__RECORDS FOR PROCESSING__
--------------------------------

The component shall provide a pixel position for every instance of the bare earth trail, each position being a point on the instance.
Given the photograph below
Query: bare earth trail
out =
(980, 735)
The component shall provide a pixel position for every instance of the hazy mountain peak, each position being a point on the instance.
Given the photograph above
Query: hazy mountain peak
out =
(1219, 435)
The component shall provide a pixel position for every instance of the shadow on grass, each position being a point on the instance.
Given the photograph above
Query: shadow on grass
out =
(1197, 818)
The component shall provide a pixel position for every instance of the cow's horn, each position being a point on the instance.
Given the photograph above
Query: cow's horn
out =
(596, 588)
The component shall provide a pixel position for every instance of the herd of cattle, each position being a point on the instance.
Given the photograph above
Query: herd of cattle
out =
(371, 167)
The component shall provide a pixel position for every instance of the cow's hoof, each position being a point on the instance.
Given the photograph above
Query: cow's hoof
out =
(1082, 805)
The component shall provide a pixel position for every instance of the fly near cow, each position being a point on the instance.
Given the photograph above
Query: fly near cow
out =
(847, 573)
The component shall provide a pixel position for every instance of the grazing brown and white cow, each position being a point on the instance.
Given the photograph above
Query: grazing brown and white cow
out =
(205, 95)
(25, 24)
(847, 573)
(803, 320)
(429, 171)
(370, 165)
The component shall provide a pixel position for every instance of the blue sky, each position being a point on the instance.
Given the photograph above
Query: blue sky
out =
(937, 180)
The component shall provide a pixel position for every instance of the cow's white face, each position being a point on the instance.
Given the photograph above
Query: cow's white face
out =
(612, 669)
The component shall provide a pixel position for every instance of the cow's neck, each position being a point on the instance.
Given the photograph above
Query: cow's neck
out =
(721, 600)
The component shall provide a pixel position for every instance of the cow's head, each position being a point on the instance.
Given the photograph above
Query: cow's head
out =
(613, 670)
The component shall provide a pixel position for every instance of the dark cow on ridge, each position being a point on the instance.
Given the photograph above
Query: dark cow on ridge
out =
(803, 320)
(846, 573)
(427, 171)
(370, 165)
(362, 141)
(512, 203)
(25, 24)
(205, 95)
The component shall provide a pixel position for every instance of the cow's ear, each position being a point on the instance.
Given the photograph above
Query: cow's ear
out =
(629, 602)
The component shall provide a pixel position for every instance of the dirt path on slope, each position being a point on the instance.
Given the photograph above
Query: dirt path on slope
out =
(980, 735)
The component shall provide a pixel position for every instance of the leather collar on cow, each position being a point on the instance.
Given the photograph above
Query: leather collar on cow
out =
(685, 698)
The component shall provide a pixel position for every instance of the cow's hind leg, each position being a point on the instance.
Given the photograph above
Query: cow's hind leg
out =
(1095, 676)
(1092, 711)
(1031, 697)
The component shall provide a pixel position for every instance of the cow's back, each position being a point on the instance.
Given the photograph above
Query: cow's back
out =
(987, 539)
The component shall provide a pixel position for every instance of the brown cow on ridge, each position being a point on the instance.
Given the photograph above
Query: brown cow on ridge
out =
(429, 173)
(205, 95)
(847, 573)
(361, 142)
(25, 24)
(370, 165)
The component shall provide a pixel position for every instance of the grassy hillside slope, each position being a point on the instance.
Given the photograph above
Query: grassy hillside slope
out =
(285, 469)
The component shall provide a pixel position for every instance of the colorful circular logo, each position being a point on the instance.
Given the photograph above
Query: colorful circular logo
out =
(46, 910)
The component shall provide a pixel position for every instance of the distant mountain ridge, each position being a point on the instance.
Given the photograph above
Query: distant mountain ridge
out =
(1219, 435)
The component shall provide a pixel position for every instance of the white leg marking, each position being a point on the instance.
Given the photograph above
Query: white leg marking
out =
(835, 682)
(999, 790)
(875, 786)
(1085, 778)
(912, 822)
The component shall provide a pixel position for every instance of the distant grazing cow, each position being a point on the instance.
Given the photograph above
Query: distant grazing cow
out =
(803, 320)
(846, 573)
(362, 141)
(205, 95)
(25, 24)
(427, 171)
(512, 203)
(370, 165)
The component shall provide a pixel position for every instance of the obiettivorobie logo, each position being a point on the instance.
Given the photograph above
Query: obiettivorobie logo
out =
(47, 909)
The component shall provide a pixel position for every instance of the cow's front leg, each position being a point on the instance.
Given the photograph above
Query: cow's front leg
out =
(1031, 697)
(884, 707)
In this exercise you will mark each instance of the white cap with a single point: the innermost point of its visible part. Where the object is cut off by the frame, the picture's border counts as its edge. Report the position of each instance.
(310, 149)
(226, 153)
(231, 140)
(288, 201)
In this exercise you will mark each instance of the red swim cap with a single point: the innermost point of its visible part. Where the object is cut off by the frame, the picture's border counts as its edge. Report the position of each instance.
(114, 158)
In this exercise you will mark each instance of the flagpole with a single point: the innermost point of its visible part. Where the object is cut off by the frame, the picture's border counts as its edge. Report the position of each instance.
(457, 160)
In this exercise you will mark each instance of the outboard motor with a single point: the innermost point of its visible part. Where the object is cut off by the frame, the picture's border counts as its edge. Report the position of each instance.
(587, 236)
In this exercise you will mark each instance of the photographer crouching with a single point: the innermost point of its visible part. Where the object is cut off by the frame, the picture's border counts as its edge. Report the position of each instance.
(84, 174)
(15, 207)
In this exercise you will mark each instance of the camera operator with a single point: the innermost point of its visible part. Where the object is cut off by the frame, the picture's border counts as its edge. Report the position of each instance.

--------------------------------

__PROBLEM REQUIREMENTS__
Write out the records again so that each line matches the original exactly.

__RESPONSE AREA__
The component shall provide a pixel position for every instance of the bare earth trail, each position being a point on the instance.
Given the photograph below
Query: bare earth trail
out =
(980, 735)
The component shall provide a pixel position for every instance of the hazy mountain peak, each position being a point on the instance.
Given the photograph above
Query: hazy mountain peak
out =
(1219, 435)
The component shall provide a pixel position for every instance of the shadow on grass, each position being a point on the instance.
Given the photograph above
Query: shadow on grass
out =
(1197, 818)
The component shall provide a pixel position for every instance of the cow's horn, each position being a point on the instance.
Given the photograph above
Query: cow's horn
out =
(596, 588)
The component shall provide a pixel position for every instance of the herd of cattle, each position being a point on the instance.
Given the photograph above
Query: herd of cattle
out =
(371, 167)
The component shall provide a pixel position for every instance of the cow's hoof, each position being a point on the instance.
Given the photograph above
Query: cow's hoof
out =
(1082, 805)
The component shall provide a pixel position for every instance of the fly near cow, each position being a point on the instance.
Given the photograph above
Query: fly near cow
out =
(847, 573)
The component shall provide a pixel position for every instance of the grazing brown and white cow, each position being a point on the instance.
Given the photograph above
Query: grazing brown and white cow
out =
(205, 95)
(25, 24)
(847, 573)
(803, 320)
(429, 171)
(370, 165)
The component shall provide a pixel position for every instance of the blue sky, each position being a point on the instance.
Given the photograph above
Query: blue sky
out =
(937, 180)
The component shall provide a pixel position for every instance of the cow's white face, each position being a point on the instance.
Given the photograph above
Query: cow's white face
out =
(612, 669)
The component shall provide a pixel position for every instance of the cow's neck, each position being a point on the instance.
Given the photograph above
Query: cow's neck
out =
(721, 600)
The component shall provide a pixel position for every instance of the cow's head, each position being a point on the instance.
Given the photograph above
Query: cow's head
out =
(613, 670)
The component shall provide a pixel position for every instance of the dark cow on ridge, each position being a point on the instance.
Given the photograph above
Query: dark cow on ridge
out =
(803, 320)
(846, 573)
(427, 171)
(370, 165)
(362, 141)
(512, 203)
(25, 24)
(205, 95)
The component shall provide a pixel position for every instance of the cow's ear, each position being a point on the instance.
Given the photograph above
Query: cow's ear
out =
(629, 602)
The component shall provide a pixel position for every instance of the dirt path on slope, each position being a point on the instance.
Given the photograph above
Query: dirt path on slope
out =
(980, 735)
The component shall provide a pixel position for every instance of the leather collar on cow, each position being a point on the instance.
Given the photograph above
Query: leather collar on cow
out =
(685, 698)
The component shall provide a pixel position for every instance of the cow's hind leg, each position being a point on the instance.
Given the photograph above
Query: cow's hind leg
out =
(1095, 676)
(1092, 711)
(1031, 697)
The component shall provide a pixel position for every instance of the cow's back, each position being a point on the instance.
Given the photograph above
Query: cow's back
out =
(987, 539)
The component shall provide a pixel position for every instance of the brown cow on ridge, each position being a point on the instance.
Given the photograph above
Query: brown cow on ridge
out =
(429, 173)
(205, 95)
(847, 573)
(361, 142)
(25, 24)
(370, 165)
The component shall provide a pixel position for every instance of the grassy hillside slope, each position being a point on the instance.
Given the photograph above
Query: grassy hillside slope
out =
(285, 469)
The component shall provide a pixel position for every instance of the colorful circular logo, each position being a point on the instance.
Given the photograph above
Query: colorful circular logo
out =
(46, 910)
The component shall provide a pixel position for every instance of the distant mountain ridge, each position being a point on the instance.
Given the photograph above
Query: distant mountain ridge
out =
(1219, 435)
The component shall provide a pixel position for every instance of the white leg marking, each position being a point on the instance.
Given the photograph above
Query: white leg marking
out =
(835, 682)
(999, 790)
(875, 786)
(1085, 778)
(912, 822)
The component shall provide a pixel position for every instance of the distant grazing cow, each position being a point on the instance.
Given the photograph above
Query: distant grazing cow
out =
(803, 320)
(846, 573)
(362, 141)
(205, 95)
(25, 24)
(427, 171)
(512, 203)
(370, 165)
The component shall provide a pixel position for every instance of the obiettivorobie logo, each position being a point on the instance.
Given the photograph above
Query: obiettivorobie logo
out =
(47, 909)
The component shall provide a pixel position for every instance of the cow's front leg, each position being a point on the instance.
Given the photograph above
Query: cow's front leg
out =
(1031, 697)
(884, 707)
In this exercise you will mark each instance of the white cap with a single point: the innermost point of its visible part. Where the object is cut off by the frame, the picture's border counts as its edge. Report the position of each instance.
(310, 149)
(226, 153)
(231, 140)
(288, 201)
In this exercise you will mark each instance of the red swim cap with a single point: the innermost point of its visible part. Where the object is cut off by the frame, the picture's border counts as its edge. Report the position of each instance.
(114, 158)
In this exercise you will mark each instance of the flagpole with a single point: the innermost point of its visible part. Where the object is cut off by the frame, the picture's border counts as its edge. Report the position of each instance.
(457, 160)
In this exercise you will mark each instance of the outboard motor with a single point: the innermost point of its visible part. Where the object is cut off by the frame, the picture's border counts as its edge. Report the position of each instance.
(587, 236)
In this exercise you will mark each instance of the photographer crouching with a single point: the innermost point of its visible part. Where the object is cut off by the frame, the picture's border counts as its edge. Report the position of each instance.
(84, 174)
(15, 207)
In this exercise you will mark each instance of the camera operator with a single point: the innermost point of its visible part. Where the object is cut off by the frame, the picture's border counts as its edge. Report the position of each instance.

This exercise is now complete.